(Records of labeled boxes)
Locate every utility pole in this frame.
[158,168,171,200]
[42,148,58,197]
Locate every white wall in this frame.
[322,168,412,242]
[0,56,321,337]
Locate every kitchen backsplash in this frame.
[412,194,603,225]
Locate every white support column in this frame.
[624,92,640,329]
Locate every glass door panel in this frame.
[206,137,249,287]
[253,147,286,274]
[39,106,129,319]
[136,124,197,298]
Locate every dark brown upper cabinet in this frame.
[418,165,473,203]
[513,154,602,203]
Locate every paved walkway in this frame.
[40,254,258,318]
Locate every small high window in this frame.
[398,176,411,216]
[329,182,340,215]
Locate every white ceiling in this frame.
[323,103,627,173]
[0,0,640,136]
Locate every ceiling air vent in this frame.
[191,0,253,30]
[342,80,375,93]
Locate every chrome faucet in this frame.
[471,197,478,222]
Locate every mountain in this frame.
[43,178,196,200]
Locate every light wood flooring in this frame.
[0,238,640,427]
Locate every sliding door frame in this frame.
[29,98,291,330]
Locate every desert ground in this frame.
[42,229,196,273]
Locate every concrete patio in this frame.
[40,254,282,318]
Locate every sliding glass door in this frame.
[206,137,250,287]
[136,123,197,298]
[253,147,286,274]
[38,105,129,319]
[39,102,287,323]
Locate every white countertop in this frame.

## Exercise requirements
Arrange the lines from the start of the records through the line containing "[513,154,602,203]", both ends included, as a Markdown table with the columns n and Line. Number each line and leave out blank lines.

## Expected output
| n | Line |
|---|---|
| 1 | Locate every utility pole in this frame. |
| 2 | [158,168,171,200] |
| 3 | [42,148,58,197] |
| 4 | Locate every white wall in this frame. |
| 5 | [322,168,412,242] |
| 6 | [0,56,321,337] |
| 7 | Locate every kitchen backsplash in this frame. |
| 8 | [412,194,603,225] |
| 9 | Locate every white support column in this frame. |
| 10 | [624,92,640,329] |
| 11 | Locate every glass door panel in this frame. |
| 12 | [206,137,249,287] |
| 13 | [253,147,286,274] |
| 14 | [39,106,129,319] |
| 15 | [136,124,197,298] |
| 16 | Locate every dark brown upper cabinet in this frame. |
| 17 | [418,165,473,203] |
| 18 | [513,154,602,203] |